■ What is expected: Echo the stretch of the article on back migration into Siberia from "Native Americans—and their" through "thousands of years.".

■ Excerpt:
++++++++
Native Americans—and their genes—traveled back to Siberia, new genomes revealed Science

The remains of three people who died on a riverbank in the Kamchatka Peninsula in northeastern Siberia some 500 years ago have yielded a surprising secret: Their DNA shows they had some North American ancestry, according to a study published today. Considered alongside other ancient and modern genomes, the results suggest that although the ancestors of today’s Native Americans came from Asia, the passage was not one way. Instead, the Bering Sea region was a place of intercontinental connection, where people routinely boated back and forth for thousands of years.

“The idea of ​​back migration makes the history of this area a bit more complex, but also a bit more realistic,” says Anders Götherström, a geneticist at Stockholm University who was not involved in the work. “Humans have an amazing ability to get to places.”

Beginning about 20,000 years ago, people living in Siberia journeyed across the Bering Strait into Alaska and spread south through the Americas. Sea levels were much lower at the time, allowing hunter-gatherers to cross a frozen land bridge into the new continent or boat along its coast.

When the last ice age ended about 11,500 years ago and glaciers melted, the Bering Sea rose and divided the two continents. But migrants continued to arrive, mixing with and replacing earlier groups to shape the modern genetic landscape of Indigenous Americans. By 5000 years ago, people had settled across Alaska and northern Canada.

In 2019, researchers published work based on genetic and linguistic evidence suggesting that sometime between 2200 and 500 years ago, people living in northwestern Alaska boated back across the Bering Sea into Siberia. But it wasn’t clear whether this gene flow of Native American ancestry back into Asia was commonplace or a one-off.

Around the same time, Russian archaeologists excavating a site on the banks of the Kamchatka River found the remains of the three people. When an international team of scientists led by Cosimo Posth, a paleogeneticist at the University of Tübingen, extracted and analyzed DNA from the bones, the researchers found these people were closely related to modern-day Kamchatkan populations. Yet they also had genes that appeared to come from groups living in North America.

The researchers roughed out a family tree by comparing the trio’s genomes with those from modern populations and other ancient genomes from the region and across the Americas. The scenario that best explains their history involves people crossing from Alaska back into Siberia and mixing with populations there some 5000 years ago, and again about 1500 years ago, the researchers report today in Current Biology.
++++++++
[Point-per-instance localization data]

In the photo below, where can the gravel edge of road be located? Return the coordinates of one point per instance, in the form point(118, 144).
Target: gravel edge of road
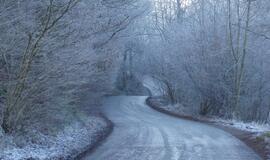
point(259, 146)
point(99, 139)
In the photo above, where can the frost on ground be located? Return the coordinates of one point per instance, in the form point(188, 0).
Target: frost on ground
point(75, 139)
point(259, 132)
++++++++
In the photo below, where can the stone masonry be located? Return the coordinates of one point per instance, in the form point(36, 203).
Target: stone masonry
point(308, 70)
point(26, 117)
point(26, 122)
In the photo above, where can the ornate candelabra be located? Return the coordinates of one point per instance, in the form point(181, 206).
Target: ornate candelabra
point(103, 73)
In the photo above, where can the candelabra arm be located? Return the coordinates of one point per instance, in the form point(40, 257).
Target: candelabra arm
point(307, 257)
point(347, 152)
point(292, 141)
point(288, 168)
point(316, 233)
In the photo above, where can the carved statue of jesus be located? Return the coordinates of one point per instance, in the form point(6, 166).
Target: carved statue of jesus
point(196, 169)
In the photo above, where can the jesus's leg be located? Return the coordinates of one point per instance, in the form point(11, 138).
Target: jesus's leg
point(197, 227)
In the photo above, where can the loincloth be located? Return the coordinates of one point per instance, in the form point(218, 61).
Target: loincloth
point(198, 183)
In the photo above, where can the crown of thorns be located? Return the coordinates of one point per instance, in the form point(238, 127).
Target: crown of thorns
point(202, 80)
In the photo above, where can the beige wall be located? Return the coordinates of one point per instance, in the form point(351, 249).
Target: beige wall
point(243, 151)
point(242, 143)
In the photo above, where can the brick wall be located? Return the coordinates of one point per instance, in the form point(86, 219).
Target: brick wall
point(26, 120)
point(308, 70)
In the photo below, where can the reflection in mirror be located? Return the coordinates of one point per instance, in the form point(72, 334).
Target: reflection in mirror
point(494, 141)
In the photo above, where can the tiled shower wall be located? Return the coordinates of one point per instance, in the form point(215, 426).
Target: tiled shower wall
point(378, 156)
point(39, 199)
++++++++
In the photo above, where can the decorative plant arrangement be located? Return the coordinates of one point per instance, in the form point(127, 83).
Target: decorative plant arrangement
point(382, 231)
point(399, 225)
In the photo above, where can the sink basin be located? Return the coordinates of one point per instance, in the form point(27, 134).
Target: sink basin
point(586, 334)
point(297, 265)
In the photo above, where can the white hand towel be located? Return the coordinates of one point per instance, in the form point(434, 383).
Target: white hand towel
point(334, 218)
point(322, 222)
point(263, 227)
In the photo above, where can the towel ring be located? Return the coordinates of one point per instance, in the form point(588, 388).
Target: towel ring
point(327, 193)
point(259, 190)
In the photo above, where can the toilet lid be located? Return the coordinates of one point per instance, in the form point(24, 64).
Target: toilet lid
++++++++
■ Task output:
Native Americans—and their genes—traveled back to Siberia, new genomes revealed Science

The remains of three people who died on a riverbank in the Kamchatka Peninsula in northeastern Siberia some 500 years ago have yielded a surprising secret: Their DNA shows they had some North American ancestry, according to a study published today. Considered alongside other ancient and modern genomes, the results suggest that although the ancestors of today’s Native Americans came from Asia, the passage was not one way. Instead, the Bering Sea region was a place of intercontinental connection, where people routinely boated back and forth for thousands of years.